• Exercise instructions
Reproduce the data below line for line, with no changes.

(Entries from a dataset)
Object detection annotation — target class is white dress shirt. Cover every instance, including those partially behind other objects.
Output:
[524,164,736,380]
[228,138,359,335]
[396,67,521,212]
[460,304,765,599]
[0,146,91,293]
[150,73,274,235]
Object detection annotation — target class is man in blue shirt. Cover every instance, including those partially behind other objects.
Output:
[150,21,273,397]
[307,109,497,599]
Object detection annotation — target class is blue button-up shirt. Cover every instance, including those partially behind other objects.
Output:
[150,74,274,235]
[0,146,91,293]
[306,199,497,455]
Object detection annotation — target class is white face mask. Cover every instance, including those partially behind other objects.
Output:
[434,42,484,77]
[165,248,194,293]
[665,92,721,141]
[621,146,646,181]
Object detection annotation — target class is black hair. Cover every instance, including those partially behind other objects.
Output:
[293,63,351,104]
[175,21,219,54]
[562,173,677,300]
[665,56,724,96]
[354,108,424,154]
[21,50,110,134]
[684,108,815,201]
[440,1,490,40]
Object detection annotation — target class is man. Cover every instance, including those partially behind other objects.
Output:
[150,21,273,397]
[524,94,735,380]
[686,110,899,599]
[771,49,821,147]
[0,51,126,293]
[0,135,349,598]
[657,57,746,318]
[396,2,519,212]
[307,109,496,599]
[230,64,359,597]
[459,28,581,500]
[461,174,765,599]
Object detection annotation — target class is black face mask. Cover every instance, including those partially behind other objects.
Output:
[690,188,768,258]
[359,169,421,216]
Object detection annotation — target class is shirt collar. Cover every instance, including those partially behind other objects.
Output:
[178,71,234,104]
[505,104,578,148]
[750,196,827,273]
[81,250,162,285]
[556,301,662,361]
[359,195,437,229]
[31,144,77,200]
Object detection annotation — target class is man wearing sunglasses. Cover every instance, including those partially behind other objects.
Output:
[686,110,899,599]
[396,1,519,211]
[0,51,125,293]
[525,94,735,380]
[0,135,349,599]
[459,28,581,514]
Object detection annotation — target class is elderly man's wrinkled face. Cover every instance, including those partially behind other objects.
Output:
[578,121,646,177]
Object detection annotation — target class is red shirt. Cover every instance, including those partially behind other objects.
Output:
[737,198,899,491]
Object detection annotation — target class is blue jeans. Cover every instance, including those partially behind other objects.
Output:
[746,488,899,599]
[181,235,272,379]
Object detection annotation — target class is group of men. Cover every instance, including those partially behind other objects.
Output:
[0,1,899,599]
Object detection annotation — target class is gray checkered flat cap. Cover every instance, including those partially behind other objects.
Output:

• Result for this exercise
Object detection annotation — target class is white dress shirt. Cover every instance, including those partially behind other objects.
Output:
[524,164,736,380]
[228,138,359,335]
[396,67,521,212]
[460,304,765,599]
[0,146,91,293]
[150,73,274,235]
Object detection annotation — target class is man in blue shirt. Cover every instance, including those partially behind other objects.
Output:
[150,21,273,397]
[307,109,497,599]
Object detection annotation — target class is blue button-up shirt. Cover every instance, including those partially behind other objects.
Output:
[150,74,274,235]
[0,146,91,293]
[306,199,497,455]
Object detection annotation — target class is white face mask. Cover every instance, including those partially behind other objects.
Output:
[434,42,484,77]
[165,248,194,293]
[665,92,721,141]
[621,146,646,181]
Object detection annotation — target class is black hair. Cover every instance, including those partially behind other objects.
Output:
[293,63,351,104]
[175,21,219,54]
[562,173,677,300]
[665,56,724,96]
[354,108,424,154]
[21,50,110,134]
[684,108,815,201]
[440,1,490,40]
Object detection annotation — target class is man. Cover every instance, including those partially behind other objects.
Output:
[150,21,273,397]
[524,94,735,380]
[686,110,899,599]
[771,49,821,147]
[0,51,126,293]
[0,135,349,598]
[657,57,746,318]
[396,2,519,212]
[307,109,496,599]
[230,64,359,597]
[459,28,581,500]
[461,174,765,599]
Object detection annotation — target class is black face mask. Cover every instance, including those partially behind other objects.
Output:
[690,188,768,258]
[359,169,421,216]
Object detection annotation — target class is shirt collar. Cover every instance, including those partially behind other objects.
Output:
[178,71,234,104]
[505,104,578,148]
[750,196,827,273]
[81,250,162,285]
[556,301,662,361]
[359,195,437,229]
[31,144,77,200]
Object detection annotation — target class is man wearing sunglasses. Cover every instance, including those partially behind other objects.
Output:
[686,110,899,599]
[396,1,519,211]
[0,51,125,293]
[525,94,735,380]
[0,135,349,599]
[459,28,581,514]
Object detection annotation — target class is elderly man's wrinkled face. Cover every instance, including those partially behind other objects.
Output:
[578,121,646,177]
Object detection annotation — target class is red shirt. Cover every instance, including those partially behind other objects.
Output:
[737,198,899,491]
Object detection annotation — target class is blue jeans. Cover every instance, including those partially behind other objects.
Output:
[746,488,899,599]
[181,235,272,379]
Object detection annotation — target class is group of men. Cover every instance, including those partially behind other objects.
Output:
[0,1,899,599]
Object detection annotation — target class is gray checkered flat cap. Cover every instance, including those partially behind other objects.
Output:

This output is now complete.